## THE EXERCISE
Scale the point coordinates in the answers by 1.05 for the rows from the line with "Identify one point on each instance of the clear" through the end of the rows, both ends included. Round each coordinate to a whole number with halves going up, copy the requests unchanged, and return only those lines.

## DATA ROWS
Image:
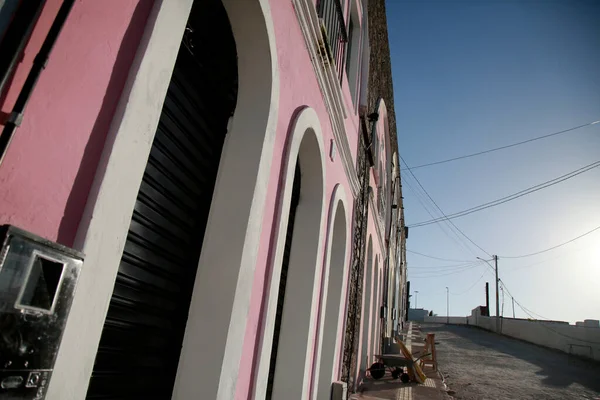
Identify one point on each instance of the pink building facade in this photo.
(202, 155)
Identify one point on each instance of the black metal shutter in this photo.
(143, 333)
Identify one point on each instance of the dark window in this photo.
(332, 16)
(17, 19)
(349, 49)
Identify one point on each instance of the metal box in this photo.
(37, 283)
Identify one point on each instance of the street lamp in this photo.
(447, 305)
(497, 298)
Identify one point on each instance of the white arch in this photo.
(104, 225)
(295, 379)
(333, 295)
(377, 296)
(363, 362)
(219, 308)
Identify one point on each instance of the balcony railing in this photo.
(332, 15)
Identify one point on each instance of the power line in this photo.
(511, 197)
(502, 147)
(432, 274)
(541, 322)
(421, 201)
(554, 247)
(433, 270)
(452, 266)
(438, 207)
(435, 258)
(470, 287)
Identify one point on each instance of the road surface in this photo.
(482, 365)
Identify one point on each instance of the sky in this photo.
(473, 75)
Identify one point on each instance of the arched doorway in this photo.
(289, 365)
(366, 314)
(375, 319)
(333, 311)
(141, 342)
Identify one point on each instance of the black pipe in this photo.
(39, 63)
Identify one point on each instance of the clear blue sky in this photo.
(472, 75)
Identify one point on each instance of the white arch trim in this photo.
(105, 223)
(306, 120)
(338, 197)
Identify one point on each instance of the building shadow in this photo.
(86, 173)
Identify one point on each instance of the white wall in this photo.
(578, 340)
(443, 320)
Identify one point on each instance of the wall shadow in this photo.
(84, 179)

## TASK RESULT
Identify one point on each instance of the clear blue sky in this photo.
(496, 79)
Identify one point on each instance of the white arch trim in this photo.
(110, 234)
(321, 126)
(355, 207)
Identify one point on each instance of the building shadow in this photo.
(90, 182)
Identify one point on each instance of the white wall in this photo.
(607, 357)
(465, 336)
Identify one point on each instance of the wall shadow in this photo.
(88, 188)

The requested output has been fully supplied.